══ DATA SUPPLIED

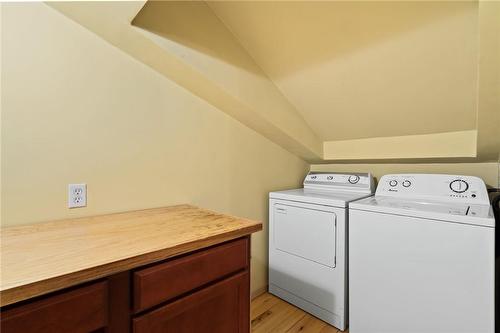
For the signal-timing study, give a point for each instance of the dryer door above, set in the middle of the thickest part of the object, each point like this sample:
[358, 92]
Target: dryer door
[306, 233]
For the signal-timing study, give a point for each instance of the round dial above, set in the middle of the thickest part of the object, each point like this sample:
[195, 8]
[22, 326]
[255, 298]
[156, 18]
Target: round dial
[353, 179]
[459, 186]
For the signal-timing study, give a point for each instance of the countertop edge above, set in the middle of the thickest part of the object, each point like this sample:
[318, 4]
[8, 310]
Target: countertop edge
[39, 288]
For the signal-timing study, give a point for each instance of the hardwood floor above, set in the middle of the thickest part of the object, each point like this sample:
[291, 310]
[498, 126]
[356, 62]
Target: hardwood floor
[270, 314]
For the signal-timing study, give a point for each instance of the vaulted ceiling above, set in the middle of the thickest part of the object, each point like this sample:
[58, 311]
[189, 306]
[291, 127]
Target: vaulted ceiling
[328, 80]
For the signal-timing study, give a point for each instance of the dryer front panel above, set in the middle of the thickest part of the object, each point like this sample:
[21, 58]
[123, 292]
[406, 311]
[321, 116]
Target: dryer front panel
[306, 233]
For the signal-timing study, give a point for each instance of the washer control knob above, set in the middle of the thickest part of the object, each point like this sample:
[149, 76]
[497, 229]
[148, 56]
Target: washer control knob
[459, 186]
[353, 179]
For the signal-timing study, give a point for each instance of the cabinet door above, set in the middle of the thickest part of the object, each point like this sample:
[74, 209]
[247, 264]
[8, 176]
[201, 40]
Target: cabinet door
[80, 310]
[219, 308]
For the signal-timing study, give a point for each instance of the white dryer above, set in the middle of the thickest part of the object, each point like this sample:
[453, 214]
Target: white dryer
[421, 257]
[308, 243]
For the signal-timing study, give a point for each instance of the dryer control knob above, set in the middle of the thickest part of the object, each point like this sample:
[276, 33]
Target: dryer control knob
[353, 179]
[459, 186]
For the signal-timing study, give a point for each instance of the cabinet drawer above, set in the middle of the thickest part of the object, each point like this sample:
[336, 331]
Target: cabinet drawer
[219, 308]
[81, 310]
[165, 281]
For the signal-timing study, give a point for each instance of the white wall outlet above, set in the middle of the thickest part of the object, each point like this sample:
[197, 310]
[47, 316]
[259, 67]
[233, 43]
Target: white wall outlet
[77, 195]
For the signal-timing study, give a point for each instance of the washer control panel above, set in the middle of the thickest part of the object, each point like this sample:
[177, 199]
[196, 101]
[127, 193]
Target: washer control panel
[434, 186]
[329, 181]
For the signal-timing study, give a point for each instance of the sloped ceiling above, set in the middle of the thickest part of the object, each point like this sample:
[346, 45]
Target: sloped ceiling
[366, 69]
[328, 80]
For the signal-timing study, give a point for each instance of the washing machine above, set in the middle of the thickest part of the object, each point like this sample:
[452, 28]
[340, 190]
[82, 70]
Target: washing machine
[421, 256]
[308, 243]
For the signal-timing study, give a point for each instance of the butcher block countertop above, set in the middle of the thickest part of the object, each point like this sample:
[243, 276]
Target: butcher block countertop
[39, 258]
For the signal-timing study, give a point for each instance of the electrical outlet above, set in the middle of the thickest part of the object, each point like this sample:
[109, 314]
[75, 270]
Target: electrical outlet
[77, 195]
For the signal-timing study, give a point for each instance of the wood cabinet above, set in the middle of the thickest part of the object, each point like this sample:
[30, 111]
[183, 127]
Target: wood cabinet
[203, 291]
[219, 308]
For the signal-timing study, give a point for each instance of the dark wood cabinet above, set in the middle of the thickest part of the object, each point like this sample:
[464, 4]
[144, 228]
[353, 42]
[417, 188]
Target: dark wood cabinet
[203, 291]
[81, 310]
[219, 308]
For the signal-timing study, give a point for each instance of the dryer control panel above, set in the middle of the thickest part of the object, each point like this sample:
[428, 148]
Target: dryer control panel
[331, 181]
[451, 188]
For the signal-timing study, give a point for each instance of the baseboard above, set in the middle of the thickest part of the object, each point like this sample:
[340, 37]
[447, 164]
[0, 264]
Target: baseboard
[258, 292]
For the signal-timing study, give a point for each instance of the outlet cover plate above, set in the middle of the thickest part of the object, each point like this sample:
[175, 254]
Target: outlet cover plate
[77, 195]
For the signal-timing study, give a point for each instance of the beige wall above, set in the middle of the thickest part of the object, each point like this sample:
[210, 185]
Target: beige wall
[77, 109]
[489, 172]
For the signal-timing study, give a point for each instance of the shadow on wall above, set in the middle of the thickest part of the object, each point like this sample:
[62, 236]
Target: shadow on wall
[306, 33]
[194, 25]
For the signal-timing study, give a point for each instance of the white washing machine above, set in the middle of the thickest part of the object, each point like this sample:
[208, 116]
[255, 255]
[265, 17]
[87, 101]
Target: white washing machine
[308, 243]
[421, 257]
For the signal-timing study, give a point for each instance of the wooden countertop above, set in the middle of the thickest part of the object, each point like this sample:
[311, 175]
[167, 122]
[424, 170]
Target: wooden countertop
[39, 258]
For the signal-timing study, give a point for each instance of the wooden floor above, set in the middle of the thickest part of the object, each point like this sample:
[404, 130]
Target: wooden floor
[270, 314]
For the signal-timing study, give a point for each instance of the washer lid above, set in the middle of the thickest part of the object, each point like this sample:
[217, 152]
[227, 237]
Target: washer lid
[481, 215]
[326, 198]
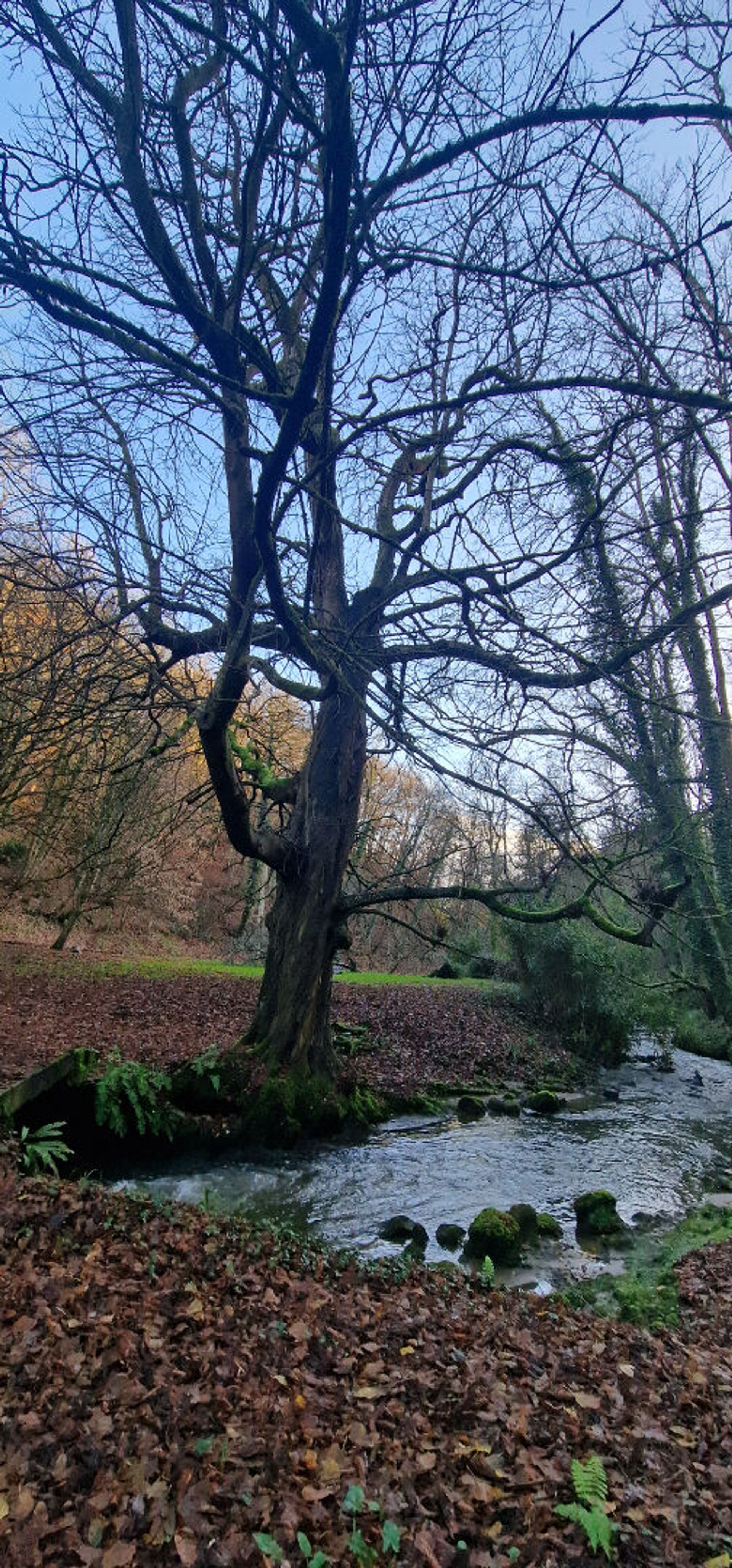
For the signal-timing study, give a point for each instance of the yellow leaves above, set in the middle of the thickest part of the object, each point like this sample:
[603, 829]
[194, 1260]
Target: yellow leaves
[120, 1556]
[187, 1548]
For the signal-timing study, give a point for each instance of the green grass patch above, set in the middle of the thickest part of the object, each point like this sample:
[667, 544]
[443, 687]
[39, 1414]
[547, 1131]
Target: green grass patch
[172, 968]
[648, 1292]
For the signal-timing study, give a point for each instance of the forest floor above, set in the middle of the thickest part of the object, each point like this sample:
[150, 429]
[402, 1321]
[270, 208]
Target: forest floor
[419, 1036]
[178, 1384]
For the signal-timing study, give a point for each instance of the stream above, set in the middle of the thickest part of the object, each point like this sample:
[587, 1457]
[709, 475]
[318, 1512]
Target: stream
[653, 1147]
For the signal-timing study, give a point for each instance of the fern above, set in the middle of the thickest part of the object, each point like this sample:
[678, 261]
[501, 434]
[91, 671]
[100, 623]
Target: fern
[131, 1092]
[592, 1487]
[590, 1482]
[43, 1148]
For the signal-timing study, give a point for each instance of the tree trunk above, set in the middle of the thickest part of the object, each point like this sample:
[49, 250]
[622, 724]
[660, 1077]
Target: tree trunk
[292, 1023]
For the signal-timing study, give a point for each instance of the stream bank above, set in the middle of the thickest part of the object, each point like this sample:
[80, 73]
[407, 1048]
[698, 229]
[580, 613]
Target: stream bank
[178, 1384]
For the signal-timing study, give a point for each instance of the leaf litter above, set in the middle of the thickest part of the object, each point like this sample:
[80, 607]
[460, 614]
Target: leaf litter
[175, 1384]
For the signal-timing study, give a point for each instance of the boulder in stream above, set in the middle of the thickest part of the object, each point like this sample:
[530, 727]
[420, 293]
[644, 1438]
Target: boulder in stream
[494, 1235]
[451, 1236]
[504, 1105]
[469, 1108]
[596, 1214]
[549, 1228]
[544, 1103]
[400, 1228]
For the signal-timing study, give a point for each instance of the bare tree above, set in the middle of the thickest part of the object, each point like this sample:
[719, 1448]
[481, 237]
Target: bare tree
[297, 280]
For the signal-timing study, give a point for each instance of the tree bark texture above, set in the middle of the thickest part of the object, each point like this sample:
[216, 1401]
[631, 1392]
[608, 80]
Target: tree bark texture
[292, 1021]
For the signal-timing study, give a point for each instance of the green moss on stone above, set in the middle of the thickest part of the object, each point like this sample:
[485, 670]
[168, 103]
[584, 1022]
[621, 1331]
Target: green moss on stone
[596, 1214]
[544, 1103]
[494, 1235]
[546, 1225]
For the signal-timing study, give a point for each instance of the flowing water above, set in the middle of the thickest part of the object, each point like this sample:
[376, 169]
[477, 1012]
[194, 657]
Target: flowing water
[653, 1147]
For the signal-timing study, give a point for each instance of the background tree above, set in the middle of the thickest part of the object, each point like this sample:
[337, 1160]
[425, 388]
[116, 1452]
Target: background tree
[297, 278]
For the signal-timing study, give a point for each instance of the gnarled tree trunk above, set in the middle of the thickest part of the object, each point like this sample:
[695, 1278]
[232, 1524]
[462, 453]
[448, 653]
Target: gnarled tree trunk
[292, 1021]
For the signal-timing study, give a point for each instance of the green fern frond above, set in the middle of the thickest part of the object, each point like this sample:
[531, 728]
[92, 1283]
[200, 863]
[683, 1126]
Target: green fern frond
[590, 1481]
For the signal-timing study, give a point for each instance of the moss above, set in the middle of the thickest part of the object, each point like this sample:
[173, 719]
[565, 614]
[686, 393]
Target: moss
[366, 1106]
[494, 1235]
[400, 1228]
[596, 1214]
[291, 1106]
[469, 1108]
[544, 1103]
[526, 1217]
[451, 1236]
[504, 1106]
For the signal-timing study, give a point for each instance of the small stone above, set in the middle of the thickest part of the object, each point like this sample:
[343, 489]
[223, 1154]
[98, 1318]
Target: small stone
[451, 1236]
[544, 1103]
[397, 1230]
[400, 1228]
[494, 1235]
[504, 1106]
[546, 1225]
[469, 1108]
[526, 1217]
[596, 1214]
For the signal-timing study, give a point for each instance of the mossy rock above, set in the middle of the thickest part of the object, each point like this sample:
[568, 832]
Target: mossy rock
[504, 1105]
[469, 1108]
[596, 1214]
[547, 1227]
[526, 1217]
[400, 1228]
[494, 1235]
[544, 1103]
[447, 1269]
[451, 1236]
[291, 1106]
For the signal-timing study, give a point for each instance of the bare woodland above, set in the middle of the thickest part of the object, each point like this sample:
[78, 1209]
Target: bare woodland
[374, 360]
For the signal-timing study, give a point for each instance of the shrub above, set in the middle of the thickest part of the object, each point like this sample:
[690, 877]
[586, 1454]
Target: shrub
[706, 1037]
[129, 1093]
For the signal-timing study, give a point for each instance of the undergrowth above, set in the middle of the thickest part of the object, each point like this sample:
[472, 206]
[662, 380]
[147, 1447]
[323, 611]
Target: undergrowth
[134, 1095]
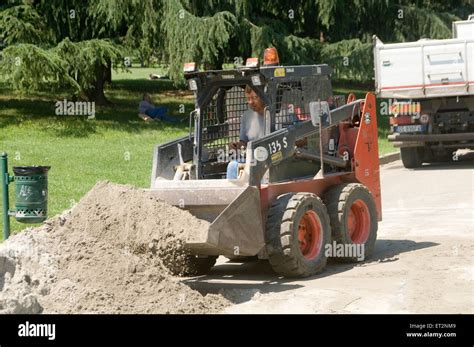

════

◆ TASK INSTRUCTIONS
In the material above, one part opens with the line containing "of the outlet" and closes with the line containing "[194, 1260]". Write out that part exactly and skip its pictures.

◆ ANSWER SPACE
For the signal-timing study, give a point for each instance of the outlet cover plate above, set in the middle of the thickest part of the object, each point like this sample:
[175, 254]
Target: outlet cover plate
[77, 195]
For the signal-timing study, give a point for each instance of the beige wall above, set in the middle of the thickest part of the object, each point like this sample:
[210, 185]
Target: beige wall
[77, 109]
[489, 172]
For the signal-timing study, give a point for each instance of the shadow on wall above, set in the middle of the thickest part of the object, each point like this sample:
[62, 236]
Target: shadow on wall
[306, 33]
[194, 25]
For the signal-timing study, give a point for each instance of the white washing machine above, set in the middle of the thickest part of the object, each point like this sample:
[208, 116]
[255, 255]
[265, 17]
[87, 101]
Target: white washing machine
[308, 243]
[421, 257]
For the signal-timing study, give a point for each instance of the wooden countertop above, set in the middle of the thickest part of the object, each point like this sample:
[311, 175]
[167, 122]
[424, 170]
Target: wooden countertop
[39, 258]
For the signal-timing study, give a point for each instance of the wooden floor above, set in the middle of the thickest part of the object, each point like this sample:
[404, 130]
Target: wooden floor
[270, 314]
For the signal-timing study, give a point for each instance of the washer lid above, set in the middle of the thickest part of the object, each point like this sample:
[217, 152]
[227, 237]
Target: washer lid
[481, 215]
[326, 198]
For the signal-timing study, give a point for each instance of the yellow leaves above, set in the middle of the thickest part of the object, each point like this sample:
[603, 829]
[194, 1260]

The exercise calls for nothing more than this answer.